### INSTRUÇÕES DAS TAREFAS
**1)** Reproduza o trecho do texto sobre o Confaz que se abre com as palavras contendo "É interessante observar" e se fecha com "Sistema Tributário Nacional.", trocando "Sistema Tributário Nacional" por "sistema tributário brasileiro".
**2)** Liste todos os atos normativos identificados por número e ano que o texto sobre o Confaz menciona, contando cada ato uma única vez.

### TRECHO DA FONTE
⟨

Ultrapassando as disposições da LC nº 24/75, continua o art. 33 do Decreto nº 7.482/2011 com um rol de outras competências para o Confaz, não previstas em lei, destacando-se: sugestão de medidas com vistas à simplificação e à harmonização de exigências legais, a gestão a gestão do Sistema Nacional Integrado de Informações Econômico-Fiscais (SINIEF), para coleta, elaboração e distribuição de dados básicos essenciais à formação de políticas econômico-fiscais e ao aperfeiçoamento permanente das administrações tributárias, além da promoção de estudos com vistas ao aperfeiçoamento da Administração Tributária e do Sistema Tributário Nacional como mecanismo de desenvolvimento econômico e social, nos aspectos de inter-relação da tributação federal e estadual.

É interessante observar que, para além da previsão contida na LC nº 24/75, que desenhava o Confaz exclusivamente como um espaço de reunião dos entes, ao institucionalizá-la em sua estrutura, a União acabou por acrescer-lhe outras competências por meio de decreto do Poder Executivo, incluindo medidas que possam afetar todo o Sistema Tributário Nacional.

Há de se compreender, dessa forma, que essas outras competências devem ser harmonizadas com o interesse primeiro de estabelecimento de um fórum altamente especializado para discorrer sobre assuntos que interessem aos Estados-membros e à União, reflexamente, notadamente em sede de ICMS.

No tocante às disposições do Regimento Interno do Confaz, formalizado por meio do Convênio ICMS nº 133/97[7], o elenco de competências é mera repetição das disposições do Decreto federal nº 7.482/11, ultrapassando o desenho da LC nº 24/75, o qual pressupunha tal conselho exclusivamente com o fito de reunir os entes federativos com competência para instituir o ICMS, além da própria União, enquanto “presidente” deste diálogo.

Dessa maneira, pode-se concluir que, mesmo os aspectos aparentemente incontroversos do Confaz acabam por transparecer algumas incoerências na forma como foram estruturadas as competências desse órgão integrante do Ministério da Fazenda. Isto é, um fórum federal de discussões acerca do ICMS, o que demonstra a fissura já citada no capítulo antecedente de que, de fato, a lógica desse tributo apenas comporta uma gestão centralizada, sendo, normalmente, de competência do ente federal.

⟩

### DADOS ARMAZENADOS
⟨

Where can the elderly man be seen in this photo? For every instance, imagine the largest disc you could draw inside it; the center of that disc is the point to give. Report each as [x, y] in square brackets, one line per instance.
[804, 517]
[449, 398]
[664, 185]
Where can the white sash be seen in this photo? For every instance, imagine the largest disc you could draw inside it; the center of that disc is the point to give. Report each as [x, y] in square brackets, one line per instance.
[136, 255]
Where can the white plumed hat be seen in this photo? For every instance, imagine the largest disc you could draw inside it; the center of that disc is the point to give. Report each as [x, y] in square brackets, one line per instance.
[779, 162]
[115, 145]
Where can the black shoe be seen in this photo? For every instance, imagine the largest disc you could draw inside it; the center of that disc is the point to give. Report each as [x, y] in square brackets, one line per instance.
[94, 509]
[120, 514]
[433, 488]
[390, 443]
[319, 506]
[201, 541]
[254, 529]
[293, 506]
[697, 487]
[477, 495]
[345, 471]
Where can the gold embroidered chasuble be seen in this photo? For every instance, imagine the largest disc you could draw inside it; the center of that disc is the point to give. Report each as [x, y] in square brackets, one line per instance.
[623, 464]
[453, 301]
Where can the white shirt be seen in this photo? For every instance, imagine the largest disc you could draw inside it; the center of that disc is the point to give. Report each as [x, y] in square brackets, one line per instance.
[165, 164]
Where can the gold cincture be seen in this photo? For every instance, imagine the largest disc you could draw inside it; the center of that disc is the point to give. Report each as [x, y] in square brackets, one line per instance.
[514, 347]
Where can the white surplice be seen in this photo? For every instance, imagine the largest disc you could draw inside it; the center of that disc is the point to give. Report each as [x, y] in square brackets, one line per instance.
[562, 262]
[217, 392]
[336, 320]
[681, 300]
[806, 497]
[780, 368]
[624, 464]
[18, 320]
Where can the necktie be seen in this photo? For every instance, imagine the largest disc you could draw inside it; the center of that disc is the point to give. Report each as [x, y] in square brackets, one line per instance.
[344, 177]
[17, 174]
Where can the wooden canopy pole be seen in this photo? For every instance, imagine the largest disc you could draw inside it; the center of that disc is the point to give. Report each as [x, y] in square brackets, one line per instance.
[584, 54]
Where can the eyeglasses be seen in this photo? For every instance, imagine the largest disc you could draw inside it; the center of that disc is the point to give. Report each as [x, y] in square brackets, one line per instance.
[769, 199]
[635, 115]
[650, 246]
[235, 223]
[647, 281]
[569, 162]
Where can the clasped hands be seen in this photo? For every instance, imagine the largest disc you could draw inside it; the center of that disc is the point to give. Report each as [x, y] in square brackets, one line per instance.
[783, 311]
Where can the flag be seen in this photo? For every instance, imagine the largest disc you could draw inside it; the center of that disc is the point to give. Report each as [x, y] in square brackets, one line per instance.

⟩

### RESPOSTAS POR TAREFA
**1)**
É interessante observar que, para além da previsão contida na LC nº 24/75, que desenhava o Confaz exclusivamente como um espaço de reunião dos entes, ao institucionalizá-la em sua estrutura, a União acabou por acrescer-lhe outras competências por meio de decreto do Poder Executivo, incluindo medidas que possam afetar todo o sistema tributário brasileiro.

**2)**
- LC nº 24/75
- Decreto nº 7.482/2011
- Convênio ICMS nº 133/97